§ AIM OF THE TASK
In the material below, copy the stretch from the line containing "Indicate the cab" through the line containing "pixel 433 311", including both of those lines. Reproduce every line character for character.

§ DATA EXCERPTS
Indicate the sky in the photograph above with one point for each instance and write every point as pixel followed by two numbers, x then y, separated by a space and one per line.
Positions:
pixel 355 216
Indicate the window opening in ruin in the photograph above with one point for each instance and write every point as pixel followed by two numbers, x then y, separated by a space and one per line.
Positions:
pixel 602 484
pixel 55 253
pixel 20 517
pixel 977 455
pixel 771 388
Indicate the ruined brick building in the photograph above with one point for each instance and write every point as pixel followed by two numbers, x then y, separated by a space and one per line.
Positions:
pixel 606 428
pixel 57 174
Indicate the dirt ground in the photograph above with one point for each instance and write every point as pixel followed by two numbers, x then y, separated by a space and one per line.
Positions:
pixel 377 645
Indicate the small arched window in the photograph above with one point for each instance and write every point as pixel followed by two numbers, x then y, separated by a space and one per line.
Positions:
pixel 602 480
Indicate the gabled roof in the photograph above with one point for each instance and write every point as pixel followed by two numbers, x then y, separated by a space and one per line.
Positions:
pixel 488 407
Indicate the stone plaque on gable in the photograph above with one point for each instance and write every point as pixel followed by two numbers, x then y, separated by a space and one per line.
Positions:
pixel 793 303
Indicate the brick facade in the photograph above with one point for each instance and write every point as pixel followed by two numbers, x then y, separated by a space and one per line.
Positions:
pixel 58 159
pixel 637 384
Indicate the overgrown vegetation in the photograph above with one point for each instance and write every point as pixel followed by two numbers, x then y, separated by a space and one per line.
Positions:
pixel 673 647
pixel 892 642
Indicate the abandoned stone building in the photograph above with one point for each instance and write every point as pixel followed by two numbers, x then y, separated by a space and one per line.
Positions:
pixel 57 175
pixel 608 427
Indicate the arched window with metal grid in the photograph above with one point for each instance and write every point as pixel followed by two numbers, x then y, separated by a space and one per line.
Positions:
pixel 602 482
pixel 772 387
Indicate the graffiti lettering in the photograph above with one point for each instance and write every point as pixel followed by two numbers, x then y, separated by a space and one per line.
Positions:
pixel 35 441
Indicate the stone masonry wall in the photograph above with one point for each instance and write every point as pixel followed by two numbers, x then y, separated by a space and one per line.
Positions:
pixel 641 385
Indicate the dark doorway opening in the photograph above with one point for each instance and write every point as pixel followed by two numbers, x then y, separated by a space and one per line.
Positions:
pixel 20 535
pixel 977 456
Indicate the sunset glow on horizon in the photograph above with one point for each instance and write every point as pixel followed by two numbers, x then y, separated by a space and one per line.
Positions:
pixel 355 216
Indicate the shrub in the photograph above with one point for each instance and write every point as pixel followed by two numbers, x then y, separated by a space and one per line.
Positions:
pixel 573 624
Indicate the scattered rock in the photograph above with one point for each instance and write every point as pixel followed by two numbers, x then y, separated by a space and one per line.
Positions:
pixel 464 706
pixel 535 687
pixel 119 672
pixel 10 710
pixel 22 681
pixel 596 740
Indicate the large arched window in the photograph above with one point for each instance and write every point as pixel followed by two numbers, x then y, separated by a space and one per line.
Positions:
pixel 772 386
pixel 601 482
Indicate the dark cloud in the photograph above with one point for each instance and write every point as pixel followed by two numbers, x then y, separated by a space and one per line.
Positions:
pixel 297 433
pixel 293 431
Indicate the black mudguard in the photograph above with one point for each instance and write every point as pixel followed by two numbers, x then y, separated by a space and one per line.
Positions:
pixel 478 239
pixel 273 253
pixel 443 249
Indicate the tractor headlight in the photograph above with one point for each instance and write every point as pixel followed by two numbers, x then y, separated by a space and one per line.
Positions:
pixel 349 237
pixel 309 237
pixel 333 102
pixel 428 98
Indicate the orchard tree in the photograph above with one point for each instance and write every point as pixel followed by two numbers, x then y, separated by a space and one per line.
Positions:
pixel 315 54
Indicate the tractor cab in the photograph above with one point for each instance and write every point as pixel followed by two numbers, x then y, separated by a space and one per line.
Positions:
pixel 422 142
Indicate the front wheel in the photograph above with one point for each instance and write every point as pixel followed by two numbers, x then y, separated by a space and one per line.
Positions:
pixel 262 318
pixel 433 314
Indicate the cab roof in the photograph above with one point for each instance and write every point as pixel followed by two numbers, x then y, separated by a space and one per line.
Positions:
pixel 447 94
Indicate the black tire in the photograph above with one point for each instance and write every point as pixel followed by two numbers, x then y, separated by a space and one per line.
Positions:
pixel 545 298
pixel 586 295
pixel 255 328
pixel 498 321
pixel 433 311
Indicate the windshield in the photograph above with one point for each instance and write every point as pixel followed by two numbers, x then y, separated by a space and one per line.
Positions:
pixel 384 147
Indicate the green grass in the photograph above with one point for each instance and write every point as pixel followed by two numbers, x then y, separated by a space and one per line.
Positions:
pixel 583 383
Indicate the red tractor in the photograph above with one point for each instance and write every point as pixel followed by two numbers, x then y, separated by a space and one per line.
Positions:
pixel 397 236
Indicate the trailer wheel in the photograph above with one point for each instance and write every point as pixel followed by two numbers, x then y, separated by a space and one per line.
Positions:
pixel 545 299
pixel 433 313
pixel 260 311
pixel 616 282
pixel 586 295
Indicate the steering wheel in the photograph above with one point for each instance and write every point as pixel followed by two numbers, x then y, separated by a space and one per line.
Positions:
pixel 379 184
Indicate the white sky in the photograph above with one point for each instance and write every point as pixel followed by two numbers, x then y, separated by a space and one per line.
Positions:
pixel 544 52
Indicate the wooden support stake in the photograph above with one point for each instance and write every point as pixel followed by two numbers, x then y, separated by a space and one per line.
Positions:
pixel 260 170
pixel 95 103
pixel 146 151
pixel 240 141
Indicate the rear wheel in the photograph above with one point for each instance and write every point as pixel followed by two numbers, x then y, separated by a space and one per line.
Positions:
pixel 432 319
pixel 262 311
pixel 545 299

--

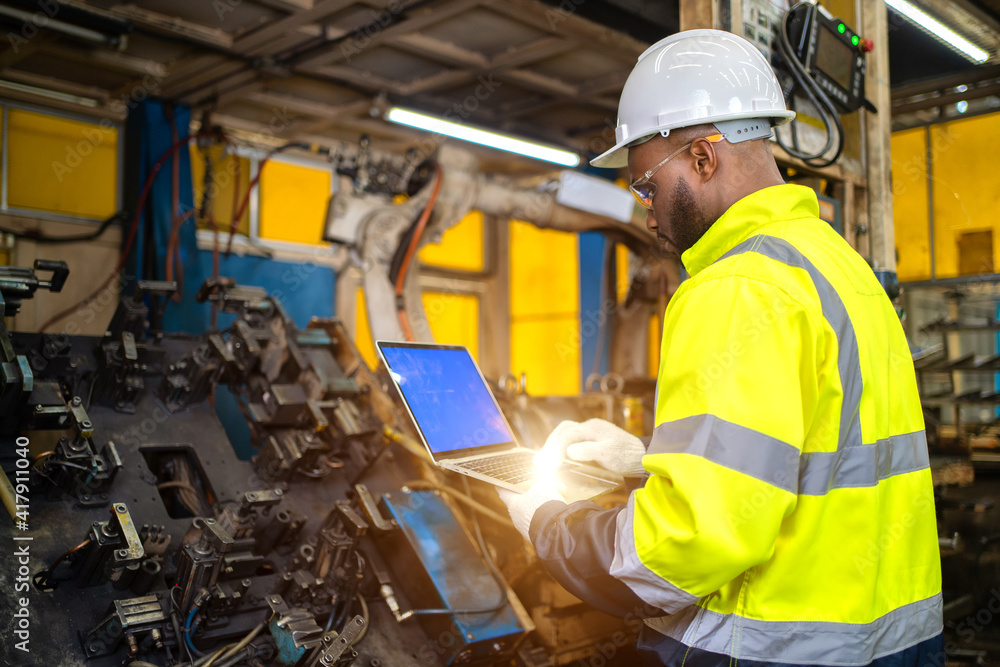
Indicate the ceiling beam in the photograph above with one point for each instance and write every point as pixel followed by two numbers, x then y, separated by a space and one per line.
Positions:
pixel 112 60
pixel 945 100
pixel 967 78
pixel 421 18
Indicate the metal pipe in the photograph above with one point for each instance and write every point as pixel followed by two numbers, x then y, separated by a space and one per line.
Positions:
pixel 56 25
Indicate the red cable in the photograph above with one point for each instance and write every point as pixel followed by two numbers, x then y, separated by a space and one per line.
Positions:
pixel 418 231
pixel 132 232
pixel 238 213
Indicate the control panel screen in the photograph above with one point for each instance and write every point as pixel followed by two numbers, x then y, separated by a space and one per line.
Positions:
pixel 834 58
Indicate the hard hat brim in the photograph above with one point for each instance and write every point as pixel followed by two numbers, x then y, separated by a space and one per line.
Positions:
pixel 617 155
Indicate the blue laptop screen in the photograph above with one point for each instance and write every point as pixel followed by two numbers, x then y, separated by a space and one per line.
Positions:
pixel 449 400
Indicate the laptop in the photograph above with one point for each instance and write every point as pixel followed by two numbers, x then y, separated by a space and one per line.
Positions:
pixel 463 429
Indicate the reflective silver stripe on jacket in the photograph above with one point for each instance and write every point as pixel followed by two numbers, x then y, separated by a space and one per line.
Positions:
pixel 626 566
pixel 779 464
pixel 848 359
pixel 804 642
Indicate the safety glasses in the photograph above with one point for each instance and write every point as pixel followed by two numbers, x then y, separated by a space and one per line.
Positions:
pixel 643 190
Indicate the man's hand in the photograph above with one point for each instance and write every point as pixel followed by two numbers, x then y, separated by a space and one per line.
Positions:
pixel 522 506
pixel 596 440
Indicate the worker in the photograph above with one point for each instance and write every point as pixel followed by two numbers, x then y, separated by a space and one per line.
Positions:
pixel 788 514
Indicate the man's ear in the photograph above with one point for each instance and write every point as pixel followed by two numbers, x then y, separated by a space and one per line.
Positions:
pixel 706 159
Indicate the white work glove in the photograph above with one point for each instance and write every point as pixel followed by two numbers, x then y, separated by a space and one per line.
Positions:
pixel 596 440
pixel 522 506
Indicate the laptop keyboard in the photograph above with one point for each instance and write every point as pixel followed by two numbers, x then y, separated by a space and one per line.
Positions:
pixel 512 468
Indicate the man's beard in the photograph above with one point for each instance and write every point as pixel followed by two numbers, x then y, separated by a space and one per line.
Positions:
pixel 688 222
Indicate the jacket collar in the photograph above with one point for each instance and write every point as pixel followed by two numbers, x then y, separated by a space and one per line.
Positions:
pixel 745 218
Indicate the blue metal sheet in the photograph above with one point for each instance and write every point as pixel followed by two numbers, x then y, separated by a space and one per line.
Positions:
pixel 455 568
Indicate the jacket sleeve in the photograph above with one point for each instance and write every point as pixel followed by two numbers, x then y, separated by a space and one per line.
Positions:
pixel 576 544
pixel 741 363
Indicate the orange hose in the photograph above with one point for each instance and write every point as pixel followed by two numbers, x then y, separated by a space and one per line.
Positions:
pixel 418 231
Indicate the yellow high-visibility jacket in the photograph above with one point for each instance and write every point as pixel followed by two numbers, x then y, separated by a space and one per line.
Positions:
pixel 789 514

§ RESPONSE
Indicate the cab roof in the photograph above with one point for each instance and write every point as pixel followed by two numbers, x then y, separated by a space and one per line.
Positions:
pixel 447 94
Indicate the black tire in the photograph above with one point for each instance and write every point as pixel followed by two numbers, x then y, separated by a space and one per line.
Positions:
pixel 545 298
pixel 586 295
pixel 255 328
pixel 498 321
pixel 433 311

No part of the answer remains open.